For the entries below, the expected answer is the line with "bbox: car hood", the line with "bbox: car roof", and every line between them, exactly as written, and nothing more.
··· TASK DATA
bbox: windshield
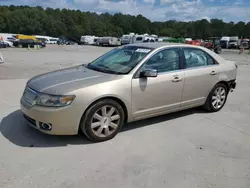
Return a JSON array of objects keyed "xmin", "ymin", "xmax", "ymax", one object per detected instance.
[{"xmin": 87, "ymin": 46, "xmax": 152, "ymax": 74}]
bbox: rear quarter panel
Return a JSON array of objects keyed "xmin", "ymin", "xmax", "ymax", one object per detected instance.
[{"xmin": 218, "ymin": 61, "xmax": 237, "ymax": 82}]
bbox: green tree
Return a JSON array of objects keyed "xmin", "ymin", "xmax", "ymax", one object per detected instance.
[{"xmin": 0, "ymin": 5, "xmax": 250, "ymax": 40}]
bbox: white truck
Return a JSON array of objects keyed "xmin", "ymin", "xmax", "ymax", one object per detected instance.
[
  {"xmin": 220, "ymin": 36, "xmax": 230, "ymax": 49},
  {"xmin": 228, "ymin": 36, "xmax": 239, "ymax": 49}
]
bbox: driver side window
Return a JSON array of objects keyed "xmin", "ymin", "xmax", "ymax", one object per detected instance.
[{"xmin": 142, "ymin": 48, "xmax": 180, "ymax": 73}]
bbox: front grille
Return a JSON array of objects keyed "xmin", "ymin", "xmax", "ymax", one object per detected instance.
[{"xmin": 23, "ymin": 114, "xmax": 36, "ymax": 127}]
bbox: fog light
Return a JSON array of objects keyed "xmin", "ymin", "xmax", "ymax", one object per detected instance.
[{"xmin": 39, "ymin": 122, "xmax": 52, "ymax": 131}]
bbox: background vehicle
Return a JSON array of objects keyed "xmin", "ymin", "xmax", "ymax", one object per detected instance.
[
  {"xmin": 57, "ymin": 37, "xmax": 76, "ymax": 45},
  {"xmin": 21, "ymin": 43, "xmax": 237, "ymax": 142},
  {"xmin": 3, "ymin": 40, "xmax": 13, "ymax": 47},
  {"xmin": 133, "ymin": 35, "xmax": 146, "ymax": 43},
  {"xmin": 57, "ymin": 38, "xmax": 67, "ymax": 45},
  {"xmin": 36, "ymin": 36, "xmax": 59, "ymax": 44},
  {"xmin": 121, "ymin": 33, "xmax": 135, "ymax": 45},
  {"xmin": 93, "ymin": 37, "xmax": 100, "ymax": 45},
  {"xmin": 13, "ymin": 39, "xmax": 46, "ymax": 48},
  {"xmin": 46, "ymin": 38, "xmax": 58, "ymax": 44},
  {"xmin": 204, "ymin": 37, "xmax": 222, "ymax": 54},
  {"xmin": 80, "ymin": 35, "xmax": 98, "ymax": 45},
  {"xmin": 0, "ymin": 41, "xmax": 7, "ymax": 48},
  {"xmin": 5, "ymin": 37, "xmax": 18, "ymax": 43},
  {"xmin": 98, "ymin": 37, "xmax": 121, "ymax": 46},
  {"xmin": 16, "ymin": 34, "xmax": 36, "ymax": 41},
  {"xmin": 240, "ymin": 39, "xmax": 250, "ymax": 49},
  {"xmin": 185, "ymin": 38, "xmax": 192, "ymax": 42},
  {"xmin": 228, "ymin": 36, "xmax": 239, "ymax": 49},
  {"xmin": 185, "ymin": 39, "xmax": 202, "ymax": 46},
  {"xmin": 220, "ymin": 36, "xmax": 230, "ymax": 48}
]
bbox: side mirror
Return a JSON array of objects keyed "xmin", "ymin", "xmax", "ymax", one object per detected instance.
[{"xmin": 140, "ymin": 69, "xmax": 158, "ymax": 78}]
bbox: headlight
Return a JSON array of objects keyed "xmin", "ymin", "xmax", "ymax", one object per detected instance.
[{"xmin": 36, "ymin": 94, "xmax": 75, "ymax": 107}]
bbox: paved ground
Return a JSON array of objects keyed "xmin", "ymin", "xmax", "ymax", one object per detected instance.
[{"xmin": 0, "ymin": 45, "xmax": 250, "ymax": 188}]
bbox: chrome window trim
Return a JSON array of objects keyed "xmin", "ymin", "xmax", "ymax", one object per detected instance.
[{"xmin": 132, "ymin": 46, "xmax": 182, "ymax": 78}]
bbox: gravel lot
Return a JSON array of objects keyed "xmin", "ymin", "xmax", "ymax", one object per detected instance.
[{"xmin": 0, "ymin": 45, "xmax": 250, "ymax": 188}]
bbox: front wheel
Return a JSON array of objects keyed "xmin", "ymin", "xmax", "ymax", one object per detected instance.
[
  {"xmin": 203, "ymin": 83, "xmax": 228, "ymax": 112},
  {"xmin": 80, "ymin": 99, "xmax": 125, "ymax": 142}
]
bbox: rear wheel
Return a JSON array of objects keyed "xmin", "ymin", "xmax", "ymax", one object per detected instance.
[
  {"xmin": 80, "ymin": 99, "xmax": 125, "ymax": 142},
  {"xmin": 203, "ymin": 83, "xmax": 228, "ymax": 112}
]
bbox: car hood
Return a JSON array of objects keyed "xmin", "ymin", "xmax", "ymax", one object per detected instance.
[{"xmin": 27, "ymin": 65, "xmax": 118, "ymax": 95}]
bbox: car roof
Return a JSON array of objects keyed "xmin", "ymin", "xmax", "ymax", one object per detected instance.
[
  {"xmin": 125, "ymin": 42, "xmax": 228, "ymax": 64},
  {"xmin": 125, "ymin": 42, "xmax": 202, "ymax": 49}
]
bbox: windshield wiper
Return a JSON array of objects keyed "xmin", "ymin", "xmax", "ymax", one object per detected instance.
[{"xmin": 87, "ymin": 64, "xmax": 119, "ymax": 74}]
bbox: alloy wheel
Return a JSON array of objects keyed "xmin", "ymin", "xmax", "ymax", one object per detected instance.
[
  {"xmin": 211, "ymin": 86, "xmax": 226, "ymax": 109},
  {"xmin": 91, "ymin": 105, "xmax": 120, "ymax": 138}
]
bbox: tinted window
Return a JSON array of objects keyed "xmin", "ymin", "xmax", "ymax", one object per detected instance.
[
  {"xmin": 136, "ymin": 37, "xmax": 143, "ymax": 41},
  {"xmin": 142, "ymin": 48, "xmax": 180, "ymax": 73},
  {"xmin": 184, "ymin": 48, "xmax": 215, "ymax": 68}
]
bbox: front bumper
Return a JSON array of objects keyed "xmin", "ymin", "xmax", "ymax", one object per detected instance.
[{"xmin": 20, "ymin": 99, "xmax": 83, "ymax": 135}]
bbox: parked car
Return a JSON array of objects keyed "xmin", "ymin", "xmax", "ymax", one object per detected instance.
[
  {"xmin": 3, "ymin": 40, "xmax": 13, "ymax": 47},
  {"xmin": 13, "ymin": 39, "xmax": 46, "ymax": 48},
  {"xmin": 6, "ymin": 37, "xmax": 18, "ymax": 43},
  {"xmin": 57, "ymin": 38, "xmax": 66, "ymax": 45},
  {"xmin": 57, "ymin": 37, "xmax": 76, "ymax": 45},
  {"xmin": 20, "ymin": 43, "xmax": 237, "ymax": 142},
  {"xmin": 0, "ymin": 41, "xmax": 7, "ymax": 48}
]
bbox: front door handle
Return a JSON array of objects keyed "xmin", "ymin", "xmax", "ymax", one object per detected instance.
[
  {"xmin": 210, "ymin": 71, "xmax": 217, "ymax": 75},
  {"xmin": 172, "ymin": 76, "xmax": 182, "ymax": 82}
]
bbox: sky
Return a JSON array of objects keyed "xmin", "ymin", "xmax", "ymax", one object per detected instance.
[{"xmin": 0, "ymin": 0, "xmax": 250, "ymax": 22}]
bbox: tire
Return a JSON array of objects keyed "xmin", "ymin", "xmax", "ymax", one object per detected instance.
[
  {"xmin": 215, "ymin": 46, "xmax": 222, "ymax": 54},
  {"xmin": 203, "ymin": 83, "xmax": 228, "ymax": 112},
  {"xmin": 80, "ymin": 99, "xmax": 125, "ymax": 142}
]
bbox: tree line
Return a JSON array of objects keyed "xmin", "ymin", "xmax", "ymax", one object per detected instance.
[{"xmin": 1, "ymin": 5, "xmax": 250, "ymax": 41}]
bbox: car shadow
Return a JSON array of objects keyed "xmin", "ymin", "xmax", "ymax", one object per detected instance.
[{"xmin": 0, "ymin": 108, "xmax": 207, "ymax": 148}]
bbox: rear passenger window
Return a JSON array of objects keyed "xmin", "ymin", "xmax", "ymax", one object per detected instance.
[{"xmin": 184, "ymin": 48, "xmax": 216, "ymax": 68}]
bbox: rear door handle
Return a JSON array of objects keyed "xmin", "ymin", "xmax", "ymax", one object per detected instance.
[
  {"xmin": 172, "ymin": 76, "xmax": 182, "ymax": 82},
  {"xmin": 210, "ymin": 71, "xmax": 217, "ymax": 75}
]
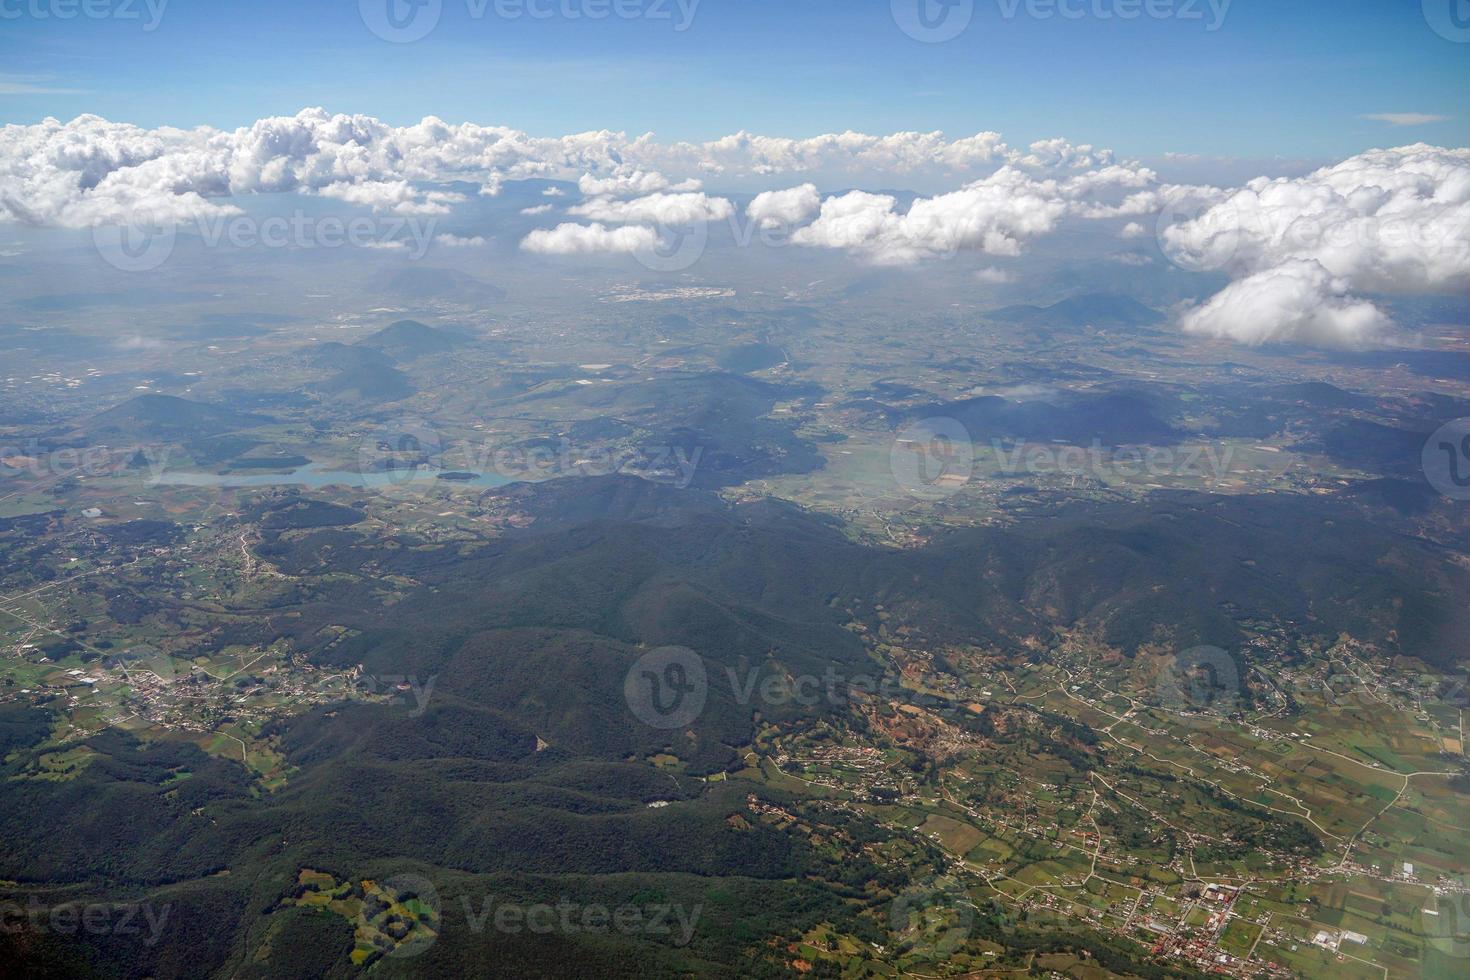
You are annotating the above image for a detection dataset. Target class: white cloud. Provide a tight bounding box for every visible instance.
[680,129,1013,179]
[0,110,1120,232]
[1,110,1462,351]
[792,168,1071,264]
[569,190,733,225]
[1119,221,1147,239]
[1016,137,1116,171]
[520,203,554,216]
[746,184,820,230]
[542,186,566,197]
[1163,145,1470,292]
[318,179,464,215]
[521,222,658,255]
[435,233,486,247]
[975,266,1015,283]
[1363,113,1450,127]
[1160,144,1470,344]
[576,170,701,197]
[1179,259,1390,346]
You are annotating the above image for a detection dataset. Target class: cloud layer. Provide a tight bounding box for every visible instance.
[2,109,1466,348]
[1163,144,1470,345]
[0,109,1082,229]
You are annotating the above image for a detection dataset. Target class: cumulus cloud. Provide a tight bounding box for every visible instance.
[1179,260,1391,346]
[576,170,701,197]
[975,266,1015,283]
[318,179,464,215]
[678,129,1013,178]
[1164,144,1470,344]
[435,233,486,247]
[1119,221,1146,239]
[569,190,733,226]
[791,168,1071,264]
[746,184,820,230]
[520,203,554,215]
[2,109,1463,351]
[0,110,1128,232]
[521,222,658,255]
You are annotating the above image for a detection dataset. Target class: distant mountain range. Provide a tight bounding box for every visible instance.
[375,267,506,305]
[81,394,271,442]
[300,320,466,403]
[985,293,1162,329]
[356,319,466,360]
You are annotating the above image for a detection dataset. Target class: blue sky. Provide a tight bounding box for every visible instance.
[2,0,1467,160]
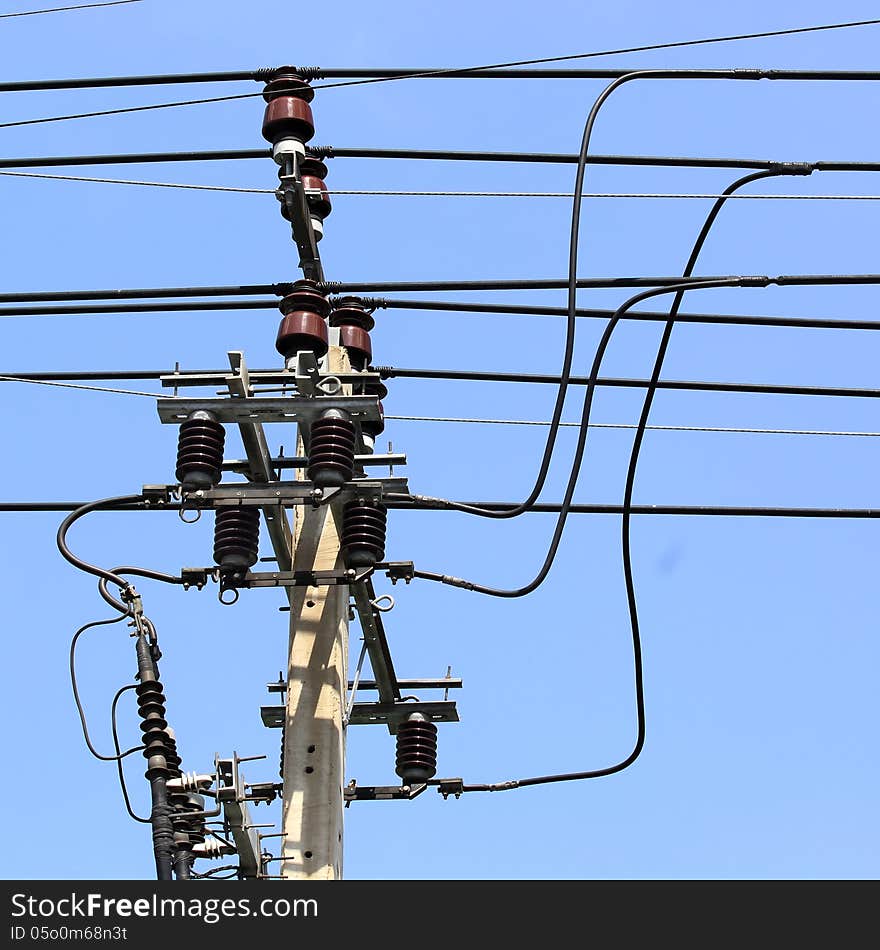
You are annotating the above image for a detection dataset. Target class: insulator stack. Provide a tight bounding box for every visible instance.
[341,499,387,568]
[330,297,374,371]
[261,68,315,162]
[276,280,330,365]
[136,679,175,780]
[283,156,332,241]
[395,714,438,784]
[213,507,260,571]
[307,411,355,488]
[175,411,225,491]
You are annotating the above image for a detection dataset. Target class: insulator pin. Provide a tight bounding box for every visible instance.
[176,412,225,491]
[341,499,387,568]
[395,715,438,784]
[213,507,260,570]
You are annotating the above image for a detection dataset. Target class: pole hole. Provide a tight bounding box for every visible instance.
[305,766,314,774]
[307,745,316,753]
[306,599,316,608]
[304,850,313,859]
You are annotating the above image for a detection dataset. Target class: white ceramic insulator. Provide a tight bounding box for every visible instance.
[272,137,306,165]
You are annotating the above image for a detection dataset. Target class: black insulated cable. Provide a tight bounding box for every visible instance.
[5,68,880,132]
[5,146,880,172]
[112,684,151,825]
[70,614,144,762]
[57,495,153,591]
[3,17,876,90]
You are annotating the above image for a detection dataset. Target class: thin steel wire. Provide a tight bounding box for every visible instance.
[3,170,880,200]
[0,0,140,17]
[384,414,880,438]
[0,374,166,397]
[311,18,880,91]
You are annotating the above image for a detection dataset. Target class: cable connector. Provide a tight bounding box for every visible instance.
[738,275,772,288]
[440,575,477,591]
[733,68,765,80]
[767,161,814,176]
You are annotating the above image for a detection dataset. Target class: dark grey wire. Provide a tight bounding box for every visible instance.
[111,684,151,823]
[70,614,143,761]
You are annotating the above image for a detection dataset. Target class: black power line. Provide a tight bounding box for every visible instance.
[0,0,142,18]
[0,499,877,518]
[5,17,878,91]
[2,367,879,401]
[4,146,880,172]
[5,68,880,133]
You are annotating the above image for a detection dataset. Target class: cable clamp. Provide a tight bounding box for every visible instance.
[441,574,476,591]
[437,778,464,800]
[733,68,765,79]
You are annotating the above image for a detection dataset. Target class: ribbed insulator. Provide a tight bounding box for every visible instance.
[213,507,260,570]
[338,324,372,371]
[175,413,225,491]
[136,680,173,778]
[341,499,387,568]
[276,282,330,359]
[329,296,375,332]
[261,75,315,143]
[395,717,438,783]
[307,414,355,488]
······
RESULT FOR THIS EXERCISE:
bbox: car hood
Return a JSON array of objects keyed "xmin", "ymin", "xmax", "ymax", one object per detected instance.
[{"xmin": 27, "ymin": 65, "xmax": 118, "ymax": 95}]
bbox: car roof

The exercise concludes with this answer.